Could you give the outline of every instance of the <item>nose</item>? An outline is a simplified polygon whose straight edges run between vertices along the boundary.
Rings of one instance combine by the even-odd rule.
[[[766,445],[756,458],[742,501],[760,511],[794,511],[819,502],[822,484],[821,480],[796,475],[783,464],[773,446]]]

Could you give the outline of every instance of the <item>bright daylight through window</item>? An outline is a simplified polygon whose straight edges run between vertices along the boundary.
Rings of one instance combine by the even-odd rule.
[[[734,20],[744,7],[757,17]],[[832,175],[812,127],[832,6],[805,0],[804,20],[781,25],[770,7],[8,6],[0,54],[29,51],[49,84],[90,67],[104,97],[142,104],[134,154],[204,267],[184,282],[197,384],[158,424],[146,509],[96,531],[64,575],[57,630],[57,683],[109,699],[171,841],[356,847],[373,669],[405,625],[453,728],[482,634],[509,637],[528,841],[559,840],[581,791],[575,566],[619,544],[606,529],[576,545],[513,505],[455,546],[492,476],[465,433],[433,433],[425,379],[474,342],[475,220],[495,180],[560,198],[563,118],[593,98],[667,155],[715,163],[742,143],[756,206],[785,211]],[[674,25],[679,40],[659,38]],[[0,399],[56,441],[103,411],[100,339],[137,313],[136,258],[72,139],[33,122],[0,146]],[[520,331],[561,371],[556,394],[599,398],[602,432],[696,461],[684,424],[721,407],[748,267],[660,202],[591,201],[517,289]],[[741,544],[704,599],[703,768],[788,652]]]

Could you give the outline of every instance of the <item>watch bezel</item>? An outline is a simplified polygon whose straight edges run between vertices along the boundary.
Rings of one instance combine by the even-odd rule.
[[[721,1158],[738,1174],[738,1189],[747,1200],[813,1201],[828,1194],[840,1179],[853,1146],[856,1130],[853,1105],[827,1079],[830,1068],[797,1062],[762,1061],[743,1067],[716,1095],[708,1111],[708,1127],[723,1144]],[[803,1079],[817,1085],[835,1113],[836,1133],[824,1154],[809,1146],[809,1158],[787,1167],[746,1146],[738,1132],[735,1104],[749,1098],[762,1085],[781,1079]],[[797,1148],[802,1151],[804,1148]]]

(WHAT TO DO) Repeat the listing above exactly, every line of it.

(ANSWER SECTION)
Could you give the outline of every instance of the <item>nose</item>? An outline is a simplified polygon whose straight edges run between vertices along the boundary.
Rings of one instance combine by the even-odd rule.
[[[766,445],[756,458],[742,501],[760,511],[794,511],[819,502],[822,484],[821,480],[796,475],[783,464],[773,446]]]

Could you give the outline of every instance of the <item>bright daylight through window</item>? An outline is a simplified polygon whose straight edges run between vertices along the boundary.
Rings of one instance combine by the even-odd rule.
[[[734,20],[744,7],[757,17]],[[832,175],[812,127],[832,6],[805,0],[804,20],[781,25],[770,7],[8,6],[0,54],[29,51],[49,84],[90,67],[104,97],[142,104],[134,154],[204,267],[184,282],[197,384],[158,424],[146,509],[96,531],[64,575],[57,630],[57,683],[109,699],[171,841],[356,847],[373,669],[405,625],[453,728],[482,634],[509,637],[528,841],[559,840],[581,791],[575,566],[619,544],[606,529],[576,545],[513,505],[455,546],[492,476],[465,433],[433,433],[425,379],[474,342],[475,220],[495,180],[560,198],[563,118],[593,98],[667,155],[715,163],[742,143],[756,206],[785,211]],[[674,25],[679,40],[659,38]],[[0,399],[56,441],[103,411],[100,339],[137,313],[136,258],[72,139],[33,122],[0,146]],[[520,331],[561,371],[556,394],[599,398],[602,432],[696,461],[684,424],[721,407],[748,267],[660,202],[591,201],[517,289]],[[741,544],[704,599],[703,768],[788,652]]]

Could you give the outline of every instance of the <item>watch bezel</item>? An outline is a simplified polygon whose straight edges run between vertices along the boundary.
Rings of one instance combine by the even-odd rule.
[[[721,1158],[738,1174],[738,1189],[747,1200],[813,1201],[828,1194],[840,1179],[853,1146],[856,1130],[853,1105],[827,1079],[830,1068],[797,1062],[762,1061],[743,1067],[716,1095],[708,1111],[708,1127],[723,1144]],[[803,1079],[817,1085],[835,1113],[836,1133],[824,1154],[809,1146],[809,1158],[787,1167],[746,1146],[738,1132],[735,1104],[749,1098],[762,1085],[781,1079]],[[797,1148],[802,1151],[804,1148]]]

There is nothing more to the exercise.